**Aim of the exercise:** Omit all pictures, then retype the data exactly as given.

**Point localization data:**
_ _ _

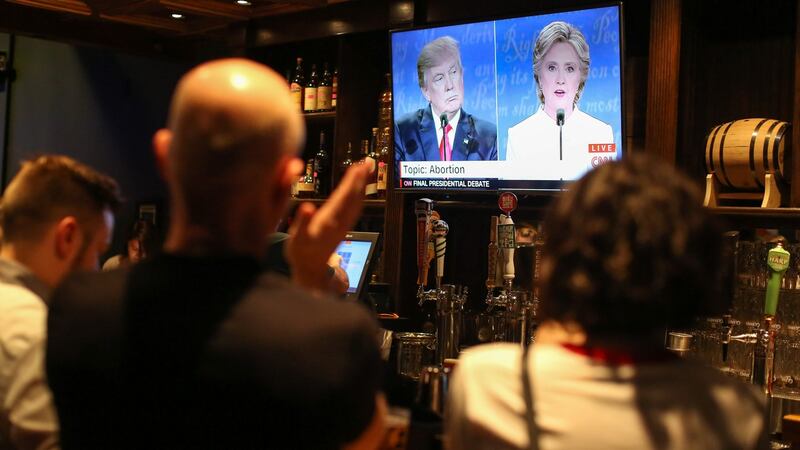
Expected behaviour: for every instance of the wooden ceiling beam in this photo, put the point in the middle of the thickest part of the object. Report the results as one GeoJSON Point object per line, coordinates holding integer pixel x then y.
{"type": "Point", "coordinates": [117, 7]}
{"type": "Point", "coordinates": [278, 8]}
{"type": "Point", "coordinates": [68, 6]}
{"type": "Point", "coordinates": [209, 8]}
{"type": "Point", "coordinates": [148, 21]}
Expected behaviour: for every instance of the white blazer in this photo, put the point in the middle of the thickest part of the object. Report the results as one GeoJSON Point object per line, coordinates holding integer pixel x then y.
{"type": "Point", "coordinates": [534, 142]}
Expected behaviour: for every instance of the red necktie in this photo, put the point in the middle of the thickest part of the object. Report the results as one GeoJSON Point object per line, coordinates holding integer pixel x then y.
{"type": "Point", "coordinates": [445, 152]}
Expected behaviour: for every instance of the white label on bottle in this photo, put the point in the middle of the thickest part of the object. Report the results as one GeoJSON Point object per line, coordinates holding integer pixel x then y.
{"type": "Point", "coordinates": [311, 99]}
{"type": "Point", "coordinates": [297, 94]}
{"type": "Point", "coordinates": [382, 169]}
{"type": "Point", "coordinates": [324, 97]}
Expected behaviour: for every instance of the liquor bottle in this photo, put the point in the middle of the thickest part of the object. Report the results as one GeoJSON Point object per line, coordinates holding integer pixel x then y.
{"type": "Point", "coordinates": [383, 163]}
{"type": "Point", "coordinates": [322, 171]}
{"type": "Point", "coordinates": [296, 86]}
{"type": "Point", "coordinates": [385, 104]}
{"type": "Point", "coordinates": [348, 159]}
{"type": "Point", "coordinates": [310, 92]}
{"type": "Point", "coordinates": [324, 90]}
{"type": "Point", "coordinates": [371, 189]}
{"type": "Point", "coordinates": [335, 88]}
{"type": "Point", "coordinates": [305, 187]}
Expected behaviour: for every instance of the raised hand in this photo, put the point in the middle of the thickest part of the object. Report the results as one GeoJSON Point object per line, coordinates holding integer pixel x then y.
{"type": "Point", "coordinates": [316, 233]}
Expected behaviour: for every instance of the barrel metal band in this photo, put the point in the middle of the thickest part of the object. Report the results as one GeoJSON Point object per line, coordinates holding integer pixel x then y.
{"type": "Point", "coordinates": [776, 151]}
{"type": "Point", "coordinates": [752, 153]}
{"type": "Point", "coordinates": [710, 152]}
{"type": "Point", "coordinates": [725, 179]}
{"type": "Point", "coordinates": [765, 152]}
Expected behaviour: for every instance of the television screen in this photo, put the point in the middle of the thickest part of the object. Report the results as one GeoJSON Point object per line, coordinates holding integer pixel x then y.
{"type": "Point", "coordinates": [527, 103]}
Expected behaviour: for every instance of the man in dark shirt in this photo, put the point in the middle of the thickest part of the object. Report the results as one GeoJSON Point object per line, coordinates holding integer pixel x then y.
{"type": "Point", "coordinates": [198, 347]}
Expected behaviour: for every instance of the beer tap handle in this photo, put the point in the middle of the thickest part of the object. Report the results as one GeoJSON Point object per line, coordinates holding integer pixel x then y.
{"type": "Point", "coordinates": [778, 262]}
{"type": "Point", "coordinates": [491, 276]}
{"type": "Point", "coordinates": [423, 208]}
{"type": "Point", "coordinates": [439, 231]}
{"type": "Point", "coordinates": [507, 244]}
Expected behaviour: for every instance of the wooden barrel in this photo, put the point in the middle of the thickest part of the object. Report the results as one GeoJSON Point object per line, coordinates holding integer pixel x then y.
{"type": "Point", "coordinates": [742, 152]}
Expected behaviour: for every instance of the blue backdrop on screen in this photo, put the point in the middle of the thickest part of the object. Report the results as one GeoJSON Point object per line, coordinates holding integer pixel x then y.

_ _ _

**Response to the task:**
Expected behaviour: for every instance of the wooden ceiling beam in this photo, put the point in the middle of the thickest part of the object. Report the results as one GeoJSON Point object per line, coordinates holding integer pixel x then y.
{"type": "Point", "coordinates": [117, 7]}
{"type": "Point", "coordinates": [278, 8]}
{"type": "Point", "coordinates": [68, 6]}
{"type": "Point", "coordinates": [209, 8]}
{"type": "Point", "coordinates": [148, 21]}
Expected behaviour: for every instance of the white blazer in this photo, put the point in the middle of the thickest part of the object. Report the results as one GeoJSON Point object per line, coordinates holding integer pixel x then y.
{"type": "Point", "coordinates": [534, 142]}
Expected behaviour: for every instance of the red necktie in this photo, put the point in the middle of the thickest part of the object. Report the results as one GeoJSON Point object per line, coordinates holding integer pixel x then y.
{"type": "Point", "coordinates": [445, 152]}
Expected behaviour: for every instance of the white label on bottle in this photo, put the point in the middle of the thickest part of the object. Report the results as one GeoJSON Point object per line, coordinates holding integer pixel x then y.
{"type": "Point", "coordinates": [311, 99]}
{"type": "Point", "coordinates": [297, 94]}
{"type": "Point", "coordinates": [382, 169]}
{"type": "Point", "coordinates": [324, 97]}
Expected behaviour: for every instance of the liquor bottle in this photo, put the point in the middle of the thickest part of the object. Report the results as one GeoJSON Point object per line, coordinates holding integer pixel x then y.
{"type": "Point", "coordinates": [383, 163]}
{"type": "Point", "coordinates": [322, 171]}
{"type": "Point", "coordinates": [296, 86]}
{"type": "Point", "coordinates": [385, 104]}
{"type": "Point", "coordinates": [348, 159]}
{"type": "Point", "coordinates": [310, 92]}
{"type": "Point", "coordinates": [324, 90]}
{"type": "Point", "coordinates": [371, 189]}
{"type": "Point", "coordinates": [335, 88]}
{"type": "Point", "coordinates": [305, 187]}
Expected behaviour: for every instance of the raised hand in this photo, put the point in the middle of the thickest part of the object. Report the results as one GeoJSON Point object per line, coordinates holding integer pixel x then y.
{"type": "Point", "coordinates": [316, 233]}
Expected behaviour: for every instance of the barrel metal band in this photo, put the point in the middle of the thickest part of the object. Report the results as one GeoJSON Point object per line, coordinates holding integer pixel x then y.
{"type": "Point", "coordinates": [776, 151]}
{"type": "Point", "coordinates": [752, 153]}
{"type": "Point", "coordinates": [710, 152]}
{"type": "Point", "coordinates": [725, 179]}
{"type": "Point", "coordinates": [765, 152]}
Expected behaviour: for every instance of the television screen in this photo, put the point in the middle of the thickest part of the object. Report the results as one GeoJSON Point object per line, coordinates holding integer pixel x then y.
{"type": "Point", "coordinates": [527, 103]}
Expected behaviour: for every instance of the man in dark shirt in this photo, put the point in the middle of the thickest part of the object. Report the results as one GeoJSON Point object per line, coordinates holding integer pixel x then y.
{"type": "Point", "coordinates": [198, 347]}
Expected behaviour: for every instance of the beer tap handle in this photo, put the point in the middle of the thickest part of the object. Report the results as one GeoJSON Point object per line, coordinates holding integer pixel x then y.
{"type": "Point", "coordinates": [778, 262]}
{"type": "Point", "coordinates": [491, 276]}
{"type": "Point", "coordinates": [423, 208]}
{"type": "Point", "coordinates": [439, 231]}
{"type": "Point", "coordinates": [507, 244]}
Expected behaviour: for every instance of the wooden barrel in this photo, put the point in the middle of the thickest part of the object. Report the results as one GeoJSON Point object per line, coordinates holding integer pixel x then y.
{"type": "Point", "coordinates": [742, 152]}
Expected behaviour: for every instance of the blue backdrop on screen in this photo, put the point in the middle of the thickest part of the object. Report the results as one GeoJSON Point object per line, coordinates holding integer pixel x then y.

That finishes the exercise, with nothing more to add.